▸ The task
Continue the passage about the Amsterdam football club Blauw-Wit, starting right after its final sentence.

[Given passage]

The remaining amateur club fused once more in 2002, this time with Osdorp-Sport to form asv Blauw-Wit Osdorp and then in 2003 with KBV, Neerlandia/SLTO and Sparta Amsterdam back to FC Blauw-Wit Amsterdam. In 2015 Blauw-Wit merged with another Amsterdam club VV De Beursbengels to form Blauw-Wit Beursbengels, ending a storied club's era.

==Stadsderby against Ajax==

De Stadsderby (English: "City derby") was a local football rivalry between both Amsterdam clubs Ajax and Blauw-Wit, both teams shared the Olympic Stadium for home games from 1928 until 1972. In total the two sides have competed in a total of 52 matches in Cup and league play, not counting friendly encounters between the two sides. Of those meets, Ajax have won 23 matches and Blauw-Wit have won 16. The remaining 13 matches ended in a draw. The goal difference between the two clubs is 83–66 in favor of Ajax. The first competition match between the two clubs was 1914/15 season. The last competitive encounter between the sides was in the 1963/64 season. The 7"-inch single "De Voetbalmatch" of Dutch cabaret artist Louis Davids, released in 1929 on His Master's Voice is a song recounting an encounter of Blauw-Wit against Ajax.

[/Given passage]
[Excerpted data]

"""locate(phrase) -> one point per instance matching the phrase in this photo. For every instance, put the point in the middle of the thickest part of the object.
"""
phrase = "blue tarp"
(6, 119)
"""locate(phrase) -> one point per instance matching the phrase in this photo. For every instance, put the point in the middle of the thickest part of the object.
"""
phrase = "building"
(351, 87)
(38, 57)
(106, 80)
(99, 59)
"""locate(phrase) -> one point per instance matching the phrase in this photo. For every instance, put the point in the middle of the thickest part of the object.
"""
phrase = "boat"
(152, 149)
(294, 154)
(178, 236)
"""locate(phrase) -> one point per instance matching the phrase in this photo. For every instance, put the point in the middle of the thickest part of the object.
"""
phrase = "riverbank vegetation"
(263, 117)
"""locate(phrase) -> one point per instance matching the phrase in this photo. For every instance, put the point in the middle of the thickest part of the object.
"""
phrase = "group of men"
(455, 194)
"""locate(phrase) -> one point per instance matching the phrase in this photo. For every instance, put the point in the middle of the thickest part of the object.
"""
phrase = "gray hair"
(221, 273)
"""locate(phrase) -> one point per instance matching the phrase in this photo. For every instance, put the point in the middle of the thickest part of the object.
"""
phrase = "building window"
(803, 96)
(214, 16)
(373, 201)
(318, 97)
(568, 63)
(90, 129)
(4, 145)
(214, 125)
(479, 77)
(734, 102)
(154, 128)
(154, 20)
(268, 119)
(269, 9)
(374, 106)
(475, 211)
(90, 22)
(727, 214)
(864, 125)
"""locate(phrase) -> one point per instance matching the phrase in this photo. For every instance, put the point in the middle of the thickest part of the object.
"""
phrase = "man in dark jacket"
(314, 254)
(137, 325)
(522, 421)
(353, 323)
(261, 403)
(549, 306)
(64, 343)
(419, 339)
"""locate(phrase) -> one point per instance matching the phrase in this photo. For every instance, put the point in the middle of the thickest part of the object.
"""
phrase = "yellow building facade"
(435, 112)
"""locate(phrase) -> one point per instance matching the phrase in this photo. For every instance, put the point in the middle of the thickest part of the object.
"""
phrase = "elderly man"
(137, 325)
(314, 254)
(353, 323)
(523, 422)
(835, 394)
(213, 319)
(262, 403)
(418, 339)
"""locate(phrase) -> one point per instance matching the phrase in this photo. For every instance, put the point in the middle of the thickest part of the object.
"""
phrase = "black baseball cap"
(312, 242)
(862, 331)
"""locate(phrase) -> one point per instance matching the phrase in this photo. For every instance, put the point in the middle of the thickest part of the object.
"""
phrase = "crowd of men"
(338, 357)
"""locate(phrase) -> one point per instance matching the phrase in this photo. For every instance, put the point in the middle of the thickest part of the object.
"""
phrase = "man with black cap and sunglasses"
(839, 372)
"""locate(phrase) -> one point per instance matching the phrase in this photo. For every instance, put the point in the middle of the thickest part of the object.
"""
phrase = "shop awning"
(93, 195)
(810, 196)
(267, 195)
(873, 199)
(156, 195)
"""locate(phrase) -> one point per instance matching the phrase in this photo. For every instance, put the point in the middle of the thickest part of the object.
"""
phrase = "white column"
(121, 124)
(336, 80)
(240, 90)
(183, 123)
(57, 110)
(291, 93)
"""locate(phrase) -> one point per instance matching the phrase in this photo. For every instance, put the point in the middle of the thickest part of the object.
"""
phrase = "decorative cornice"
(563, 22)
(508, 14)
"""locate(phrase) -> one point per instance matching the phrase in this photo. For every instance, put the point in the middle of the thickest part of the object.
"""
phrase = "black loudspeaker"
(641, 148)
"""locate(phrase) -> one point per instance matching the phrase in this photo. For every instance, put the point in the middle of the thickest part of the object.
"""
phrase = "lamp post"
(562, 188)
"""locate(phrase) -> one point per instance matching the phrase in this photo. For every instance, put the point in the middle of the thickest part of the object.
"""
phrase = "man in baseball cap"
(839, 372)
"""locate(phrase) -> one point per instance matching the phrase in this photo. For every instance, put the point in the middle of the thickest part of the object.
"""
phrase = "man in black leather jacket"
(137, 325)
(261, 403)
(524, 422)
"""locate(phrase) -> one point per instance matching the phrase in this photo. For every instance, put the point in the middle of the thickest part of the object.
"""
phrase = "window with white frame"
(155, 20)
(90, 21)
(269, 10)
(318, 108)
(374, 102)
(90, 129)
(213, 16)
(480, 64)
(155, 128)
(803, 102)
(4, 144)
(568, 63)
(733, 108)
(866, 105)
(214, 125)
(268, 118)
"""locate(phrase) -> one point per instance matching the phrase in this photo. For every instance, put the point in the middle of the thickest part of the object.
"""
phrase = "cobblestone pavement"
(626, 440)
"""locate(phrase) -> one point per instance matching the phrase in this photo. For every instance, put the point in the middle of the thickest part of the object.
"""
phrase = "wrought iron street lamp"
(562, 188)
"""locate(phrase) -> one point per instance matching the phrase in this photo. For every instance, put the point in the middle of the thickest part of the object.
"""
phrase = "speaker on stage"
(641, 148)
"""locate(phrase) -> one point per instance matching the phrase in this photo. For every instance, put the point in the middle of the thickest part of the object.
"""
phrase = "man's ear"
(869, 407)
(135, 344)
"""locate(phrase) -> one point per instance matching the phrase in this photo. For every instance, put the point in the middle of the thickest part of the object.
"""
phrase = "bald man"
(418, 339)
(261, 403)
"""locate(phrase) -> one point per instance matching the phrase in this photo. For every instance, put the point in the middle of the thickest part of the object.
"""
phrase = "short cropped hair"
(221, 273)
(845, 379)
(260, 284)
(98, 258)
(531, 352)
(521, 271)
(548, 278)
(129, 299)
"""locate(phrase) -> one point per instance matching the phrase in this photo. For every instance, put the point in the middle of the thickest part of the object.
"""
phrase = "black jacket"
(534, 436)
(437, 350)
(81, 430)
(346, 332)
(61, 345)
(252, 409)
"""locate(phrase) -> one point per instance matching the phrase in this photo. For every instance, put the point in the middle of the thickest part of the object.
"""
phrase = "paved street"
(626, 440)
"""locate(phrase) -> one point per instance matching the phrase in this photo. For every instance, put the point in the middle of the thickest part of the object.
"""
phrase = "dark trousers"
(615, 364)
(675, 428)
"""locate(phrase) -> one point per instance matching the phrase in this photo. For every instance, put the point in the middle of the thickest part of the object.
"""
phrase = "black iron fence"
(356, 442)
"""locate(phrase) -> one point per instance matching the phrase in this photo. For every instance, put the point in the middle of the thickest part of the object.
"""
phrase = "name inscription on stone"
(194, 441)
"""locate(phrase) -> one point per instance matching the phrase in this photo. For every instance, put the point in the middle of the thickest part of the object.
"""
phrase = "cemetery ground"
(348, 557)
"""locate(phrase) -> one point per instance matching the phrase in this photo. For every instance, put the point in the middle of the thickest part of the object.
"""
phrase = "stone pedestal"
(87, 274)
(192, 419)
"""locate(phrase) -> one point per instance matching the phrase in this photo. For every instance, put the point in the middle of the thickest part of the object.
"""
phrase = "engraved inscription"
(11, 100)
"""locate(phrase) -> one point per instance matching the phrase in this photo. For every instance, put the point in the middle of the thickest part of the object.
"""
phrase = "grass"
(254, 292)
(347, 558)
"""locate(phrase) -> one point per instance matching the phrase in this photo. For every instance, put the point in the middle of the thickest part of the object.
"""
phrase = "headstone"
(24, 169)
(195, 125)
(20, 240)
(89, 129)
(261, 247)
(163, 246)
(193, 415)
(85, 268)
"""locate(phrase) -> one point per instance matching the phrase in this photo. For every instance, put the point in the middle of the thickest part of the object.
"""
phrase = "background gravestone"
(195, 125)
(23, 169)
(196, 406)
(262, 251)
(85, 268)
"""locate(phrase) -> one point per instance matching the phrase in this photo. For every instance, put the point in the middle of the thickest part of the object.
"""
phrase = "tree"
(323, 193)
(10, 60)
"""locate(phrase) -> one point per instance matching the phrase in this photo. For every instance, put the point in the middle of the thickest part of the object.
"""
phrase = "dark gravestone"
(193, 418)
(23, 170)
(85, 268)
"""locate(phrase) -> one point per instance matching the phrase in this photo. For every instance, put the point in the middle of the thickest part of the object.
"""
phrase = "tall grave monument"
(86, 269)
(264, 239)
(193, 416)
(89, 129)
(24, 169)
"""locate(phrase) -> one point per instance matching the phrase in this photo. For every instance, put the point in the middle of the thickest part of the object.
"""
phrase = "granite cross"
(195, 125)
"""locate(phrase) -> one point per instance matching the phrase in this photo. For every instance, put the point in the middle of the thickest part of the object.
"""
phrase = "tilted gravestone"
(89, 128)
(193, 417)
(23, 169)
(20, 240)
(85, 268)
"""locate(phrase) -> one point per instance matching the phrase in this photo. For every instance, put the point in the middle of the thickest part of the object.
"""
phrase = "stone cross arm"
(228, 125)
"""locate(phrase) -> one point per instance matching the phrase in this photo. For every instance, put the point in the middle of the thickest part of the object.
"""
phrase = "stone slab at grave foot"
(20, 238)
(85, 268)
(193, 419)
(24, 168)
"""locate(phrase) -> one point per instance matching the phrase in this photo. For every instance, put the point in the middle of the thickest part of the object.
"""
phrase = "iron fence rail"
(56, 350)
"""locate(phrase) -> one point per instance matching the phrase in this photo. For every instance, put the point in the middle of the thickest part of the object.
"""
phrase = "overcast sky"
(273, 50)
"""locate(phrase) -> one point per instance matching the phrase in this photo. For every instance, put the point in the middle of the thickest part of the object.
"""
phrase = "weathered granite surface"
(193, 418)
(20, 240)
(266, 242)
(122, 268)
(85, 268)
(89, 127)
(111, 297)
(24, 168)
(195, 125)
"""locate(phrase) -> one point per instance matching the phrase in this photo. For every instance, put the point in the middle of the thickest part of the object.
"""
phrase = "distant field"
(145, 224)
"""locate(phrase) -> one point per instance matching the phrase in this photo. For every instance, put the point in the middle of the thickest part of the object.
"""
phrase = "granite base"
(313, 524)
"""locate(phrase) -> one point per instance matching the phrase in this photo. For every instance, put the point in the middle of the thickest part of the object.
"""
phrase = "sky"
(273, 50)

[/Excerpted data]

▸ Exercise answer
==Supporters==
In the early years many supporters decked out in the team colors and with cars painted in the blue and white zebra colors would accompany the players to the away games against the other five district champions in the Championship, which was not ordinary at that time. In 1950 against Ajax (Rinus Michels), Enschedese Boys, Heerenveen (Abe Lenstra), Limburgia and Maurits. During these matches the supporters of Blauw-Wit could be heard loud and clear singing (Ons ideaal, dat is Blauwwit, de Club waar pit in zit, de Club van het Stadion, kwam, zag en overwon, invariably ended with the yell alabimba, alabimba, blauwwit, blauwwit, blauwwit!!) (Our ideal, that is Blauw-Wit, the club with a pit in it, the club from the Stadium, that came, saw and conquered).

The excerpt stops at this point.